SUPPLIED TEXT START
From The Editor – The Embeddedness of Assessment

Joshua T. Brown   |    Email Article Download Article

An understanding of embeddedness, the location of behavior and institutions within the social settings which condition and constrain them, can boost our understanding of the range of influences which affect organization, and so should have a critical impact upon the analysis of organizations. (David Collins, Organizational change: Sociological perspectives, p. 133)

As the profession of higher education assessment advances, it continues to take on different forms at the field, organization, division, and department levels. One of these developments includes the introduction of a model which adopts a philosophy of embeddedness. This approach situates persons with a specialized knowledge of assessment in given organizational divisions such as student affairs, medical colleges, and academic units (e.g., arts and sciences). This issue of RPA focuses on a particular embedded sector of assessment within the university – student affairs assessment.

Assessment has been foundational to student affairs as a profession. Both the National Association of Student Personnel Administrators (NASPA) and American College Personnel Association (ACPA) professional associations have vibrant communities of practitioners and scholars focusing on this area. The Council for the Advancement of Standards in Higher Education (CAS) has been an influential component since 1979. More recently, a group of embedded student affairs assessment professionals has been able to successfully establish a professional association: the Student Affairs Assessment Leaders (SAAL). To this end, student affairs assessment offers advanced and established approaches to embedded assessment that warrant further discussion by the profession writ large.

The Winter 2013 issue of RPA opens with two provocative feature articles. In the first, Bowman presses student affairs professionals to critically examine the widespread practice of measuring outcomes by asking students how much they have learned. He addresses psychological processes that often result in flawed responses as well as factors that may lead to improvements in validity. In the second, Gerstner and Finney urge practitioners to ask, “Are students receiving the planned program?” Here, they offer a means of measuring the alignment between the planned program and implemented program.
SUPPLIED TEXT END
EXCERPTED DATA START
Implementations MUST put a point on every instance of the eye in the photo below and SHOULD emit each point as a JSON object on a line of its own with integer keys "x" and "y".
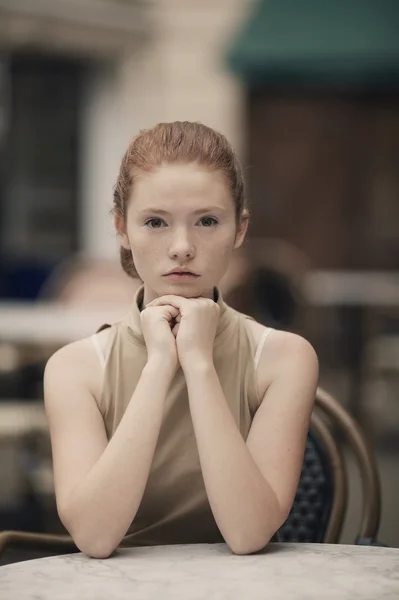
{"x": 208, "y": 221}
{"x": 154, "y": 223}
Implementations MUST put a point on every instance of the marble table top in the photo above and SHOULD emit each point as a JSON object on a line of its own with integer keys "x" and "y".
{"x": 199, "y": 572}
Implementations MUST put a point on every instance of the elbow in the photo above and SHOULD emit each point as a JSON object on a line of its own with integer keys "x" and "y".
{"x": 249, "y": 544}
{"x": 242, "y": 549}
{"x": 93, "y": 545}
{"x": 95, "y": 548}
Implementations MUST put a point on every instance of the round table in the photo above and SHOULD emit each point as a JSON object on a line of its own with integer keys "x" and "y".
{"x": 280, "y": 572}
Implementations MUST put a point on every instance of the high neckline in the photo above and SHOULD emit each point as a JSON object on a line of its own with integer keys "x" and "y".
{"x": 133, "y": 318}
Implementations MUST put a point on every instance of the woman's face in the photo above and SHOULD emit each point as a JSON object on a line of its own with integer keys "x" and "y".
{"x": 181, "y": 216}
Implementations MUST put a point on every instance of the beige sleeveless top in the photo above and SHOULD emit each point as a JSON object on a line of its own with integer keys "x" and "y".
{"x": 175, "y": 507}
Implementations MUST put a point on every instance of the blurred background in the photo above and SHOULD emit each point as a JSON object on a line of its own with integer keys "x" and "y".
{"x": 308, "y": 93}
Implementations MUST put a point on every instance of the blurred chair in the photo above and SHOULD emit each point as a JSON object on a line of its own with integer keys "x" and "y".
{"x": 85, "y": 282}
{"x": 269, "y": 283}
{"x": 320, "y": 503}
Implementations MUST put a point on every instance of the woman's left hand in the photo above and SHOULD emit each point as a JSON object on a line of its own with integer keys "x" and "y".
{"x": 195, "y": 328}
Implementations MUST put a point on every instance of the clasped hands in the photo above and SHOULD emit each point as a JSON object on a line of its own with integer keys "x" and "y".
{"x": 193, "y": 323}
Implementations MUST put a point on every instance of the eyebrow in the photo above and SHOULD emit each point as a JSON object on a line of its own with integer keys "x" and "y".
{"x": 159, "y": 211}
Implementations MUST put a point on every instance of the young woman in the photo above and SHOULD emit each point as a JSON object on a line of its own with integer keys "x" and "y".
{"x": 185, "y": 422}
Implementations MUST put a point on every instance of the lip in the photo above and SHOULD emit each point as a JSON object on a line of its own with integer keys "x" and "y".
{"x": 182, "y": 276}
{"x": 181, "y": 271}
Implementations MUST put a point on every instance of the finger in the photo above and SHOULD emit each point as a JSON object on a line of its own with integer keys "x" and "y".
{"x": 175, "y": 329}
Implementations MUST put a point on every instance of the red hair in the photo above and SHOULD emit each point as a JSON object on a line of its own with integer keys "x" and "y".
{"x": 178, "y": 142}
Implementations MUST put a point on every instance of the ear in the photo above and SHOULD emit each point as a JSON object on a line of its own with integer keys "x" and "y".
{"x": 120, "y": 229}
{"x": 242, "y": 229}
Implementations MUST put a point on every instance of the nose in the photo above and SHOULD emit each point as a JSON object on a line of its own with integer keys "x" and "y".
{"x": 181, "y": 247}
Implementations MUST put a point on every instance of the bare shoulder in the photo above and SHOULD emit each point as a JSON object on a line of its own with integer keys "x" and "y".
{"x": 283, "y": 354}
{"x": 78, "y": 362}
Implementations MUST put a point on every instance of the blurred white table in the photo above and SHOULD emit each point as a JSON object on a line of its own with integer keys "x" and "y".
{"x": 48, "y": 323}
{"x": 203, "y": 572}
{"x": 352, "y": 288}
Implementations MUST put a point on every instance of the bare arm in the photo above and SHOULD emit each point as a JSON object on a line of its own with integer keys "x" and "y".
{"x": 251, "y": 485}
{"x": 99, "y": 485}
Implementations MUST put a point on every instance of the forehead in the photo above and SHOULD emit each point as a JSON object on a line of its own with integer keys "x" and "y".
{"x": 174, "y": 184}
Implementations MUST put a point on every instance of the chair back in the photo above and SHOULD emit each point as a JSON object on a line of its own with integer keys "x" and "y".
{"x": 320, "y": 504}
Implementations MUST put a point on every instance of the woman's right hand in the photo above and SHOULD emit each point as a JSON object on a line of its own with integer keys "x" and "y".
{"x": 157, "y": 323}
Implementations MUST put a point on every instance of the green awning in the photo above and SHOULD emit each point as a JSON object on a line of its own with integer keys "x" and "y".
{"x": 353, "y": 42}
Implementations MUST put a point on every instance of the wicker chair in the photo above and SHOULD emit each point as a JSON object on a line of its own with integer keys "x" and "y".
{"x": 320, "y": 503}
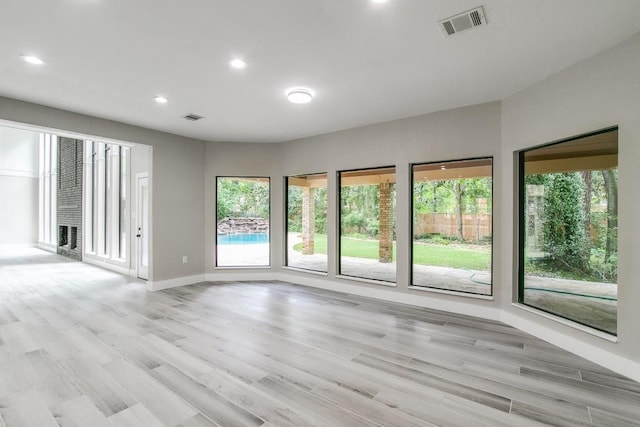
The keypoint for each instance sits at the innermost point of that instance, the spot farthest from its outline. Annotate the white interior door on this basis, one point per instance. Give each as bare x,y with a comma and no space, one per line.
EXCERPTED DATA END
■ INSTRUCTIONS FOR THE TASK:
Resume the editor's introduction on student affairs assessment after its last sentence. The lines above are not needed.

■ RESPONSE BELOW:
Four peer-reviewed articles are the mainstays for this issue. Ng, Skorupski, Frey, and Wolf-Wendel develop an instrument useful for exploring how commitments to diversity are reflected in teaching, research and service. Highly valuing a liberal studies emphasis, Puncochar and Klett offer a direct measure of student understandings of science inquiry processes. Athas, Oaks and Kennedy-Phillips suggest that we consider the value of university student employment with regard to the development of competencies and applied knowledge. Finally, DeMars, Bashkov and Socha examine gender differences in test-taking effort regarding three measures of motivation.

The reviews in this issue afford student affairs professionals with two substantive works to consider adding to their library. Successful Assessment for Student Affairs: A How-to Guide is reviewed by Lindsay, Stroud and Tubbs while Learning Is Not a Sprint: Assessing and Documenting Student Leader Learning in Cocurricular Involvement is reviewed by Endersby.

I would encourage readers to give pause and reflect on the first painting showcased in Ruminate. The issue concludes with original artwork by Keith Frew, coupled with excerpts from George Herbert Mead and Georg Simmel. Here, we are reminded the process of schooling has two primary foci, information and socialization, which the student affairs emphases on learning and growth suitably complement.